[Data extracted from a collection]
..............................
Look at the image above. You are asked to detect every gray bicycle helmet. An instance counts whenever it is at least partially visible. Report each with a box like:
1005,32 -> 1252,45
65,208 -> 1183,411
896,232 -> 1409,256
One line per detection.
..............................
◆ **Task details**
Change "bicycle helmet" to "safety helmet" throughout the records above. Reproduce every line with only that substitution made.

◆ **Response to the exercise**
Look at the image above. You are asked to detect every gray safety helmet. An instance counts whenever it is at least partially visible. Report each with a box like:
1005,32 -> 1252,45
65,208 -> 1183,411
896,232 -> 1409,256
One line per detection.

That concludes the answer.